(Records from a data source)
━━━━━━

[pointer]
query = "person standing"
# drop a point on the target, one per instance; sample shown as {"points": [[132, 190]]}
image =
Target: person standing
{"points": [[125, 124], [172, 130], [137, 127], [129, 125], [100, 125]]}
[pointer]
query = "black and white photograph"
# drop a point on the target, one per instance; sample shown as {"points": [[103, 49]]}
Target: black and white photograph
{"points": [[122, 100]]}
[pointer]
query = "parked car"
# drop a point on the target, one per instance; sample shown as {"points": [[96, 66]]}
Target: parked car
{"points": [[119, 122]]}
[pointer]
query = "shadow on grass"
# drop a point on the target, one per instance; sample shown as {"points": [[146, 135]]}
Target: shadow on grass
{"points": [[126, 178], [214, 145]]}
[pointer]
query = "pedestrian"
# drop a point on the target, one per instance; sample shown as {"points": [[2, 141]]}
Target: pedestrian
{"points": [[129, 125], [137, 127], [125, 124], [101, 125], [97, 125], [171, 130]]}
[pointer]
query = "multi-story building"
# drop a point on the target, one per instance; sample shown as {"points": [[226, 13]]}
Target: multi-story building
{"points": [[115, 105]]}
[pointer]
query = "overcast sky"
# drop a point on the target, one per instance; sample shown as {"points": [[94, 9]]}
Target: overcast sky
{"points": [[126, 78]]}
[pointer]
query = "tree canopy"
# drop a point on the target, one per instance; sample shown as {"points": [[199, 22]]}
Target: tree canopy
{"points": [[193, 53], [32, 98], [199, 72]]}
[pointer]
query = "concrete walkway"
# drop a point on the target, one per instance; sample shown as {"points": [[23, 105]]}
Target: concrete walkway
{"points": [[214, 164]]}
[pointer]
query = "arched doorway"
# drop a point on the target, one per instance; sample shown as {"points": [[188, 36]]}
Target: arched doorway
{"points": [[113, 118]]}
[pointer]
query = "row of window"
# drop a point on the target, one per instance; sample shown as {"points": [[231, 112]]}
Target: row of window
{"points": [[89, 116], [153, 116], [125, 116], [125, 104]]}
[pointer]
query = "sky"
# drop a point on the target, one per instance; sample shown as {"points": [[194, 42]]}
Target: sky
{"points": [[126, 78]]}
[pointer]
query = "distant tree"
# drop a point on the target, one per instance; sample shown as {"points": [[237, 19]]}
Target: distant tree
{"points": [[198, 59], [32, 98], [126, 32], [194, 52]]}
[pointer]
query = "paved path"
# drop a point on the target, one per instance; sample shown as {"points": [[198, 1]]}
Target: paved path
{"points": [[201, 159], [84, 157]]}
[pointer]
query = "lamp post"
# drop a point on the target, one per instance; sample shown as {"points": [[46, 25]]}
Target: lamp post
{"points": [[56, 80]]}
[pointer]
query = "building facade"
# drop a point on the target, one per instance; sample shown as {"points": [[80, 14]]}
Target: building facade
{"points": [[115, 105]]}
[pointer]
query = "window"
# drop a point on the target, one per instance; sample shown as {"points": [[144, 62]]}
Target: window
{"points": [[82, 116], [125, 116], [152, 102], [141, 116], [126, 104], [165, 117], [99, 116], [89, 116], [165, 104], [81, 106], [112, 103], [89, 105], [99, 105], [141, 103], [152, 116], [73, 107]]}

━━━━━━

The records above should be repeated word for word.

[pointer]
query = "person standing"
# drop a point on the target, one per instance; sample shown as {"points": [[132, 190]]}
image =
Target: person standing
{"points": [[125, 124], [172, 130], [137, 127], [129, 125], [100, 125]]}
[pointer]
query = "black and white photograph"
# drop a point on the target, one per instance; sample shown as {"points": [[103, 49]]}
Target: black and white photograph
{"points": [[122, 100]]}
[pointer]
query = "parked car"
# drop a point on the target, one per instance; sample shown as {"points": [[96, 66]]}
Target: parked car
{"points": [[119, 122]]}
[pointer]
query = "shadow on grass"
# drop a point on the target, one per instance; sample shown as {"points": [[146, 135]]}
Target: shadow on grass
{"points": [[126, 178], [214, 145]]}
[pointer]
query = "pedestrian"
# drop a point on the target, one per instance; sample shown as {"points": [[2, 141]]}
Target: pedestrian
{"points": [[129, 125], [137, 127], [125, 124], [101, 125], [97, 125], [171, 130]]}
[pointer]
query = "multi-story building"
# drop a point on the target, one per instance; sample shown as {"points": [[226, 13]]}
Target: multi-story building
{"points": [[115, 105]]}
[pointer]
query = "overcast sky"
# drop a point on the target, one per instance; sample shown as {"points": [[94, 9]]}
Target: overcast sky
{"points": [[126, 78]]}
[pointer]
query = "tree canopy"
# drop a point on the target, one per instance; sample shown as {"points": [[199, 22]]}
Target: tree canopy
{"points": [[193, 53], [32, 98], [199, 72]]}
[pointer]
query = "concrete walkway"
# drop a point on the target, one per instance; sample shown as {"points": [[23, 105]]}
Target: concrete walkway
{"points": [[214, 164]]}
[pointer]
query = "arched doorway"
# drop a point on the target, one per instance; sample shown as {"points": [[188, 36]]}
Target: arched doorway
{"points": [[113, 118]]}
[pointer]
query = "row of window"
# drop a point on the target, one per instance; sample shown as {"points": [[231, 112]]}
Target: row of window
{"points": [[89, 116], [153, 116], [125, 116], [125, 104]]}
[pointer]
query = "sky"
# drop a point on the target, one per instance; sample shown as {"points": [[194, 42]]}
Target: sky
{"points": [[126, 78]]}
[pointer]
query = "distant tree"
# drop a point on the target, one per instance; sample shown as {"points": [[237, 19]]}
Target: distant tree
{"points": [[198, 59], [32, 98], [126, 32], [194, 52]]}
[pointer]
query = "paved path"
# drop a point on the target, one per instance; sample shown as {"points": [[198, 1]]}
Target: paved path
{"points": [[201, 159], [84, 157]]}
[pointer]
query = "lamp post"
# drop a point on the target, one per instance; sample shown as {"points": [[46, 25]]}
Target: lamp post
{"points": [[56, 80]]}
[pointer]
query = "building facade"
# drop a point on the target, one per instance; sample shown as {"points": [[80, 14]]}
Target: building facade
{"points": [[115, 105]]}
[pointer]
query = "window"
# drop a point on the target, one per instance; sample shown as {"points": [[144, 62]]}
Target: window
{"points": [[82, 116], [125, 116], [152, 102], [141, 116], [126, 104], [165, 117], [99, 116], [89, 116], [165, 104], [81, 106], [112, 103], [89, 105], [99, 105], [141, 103], [152, 116], [73, 107]]}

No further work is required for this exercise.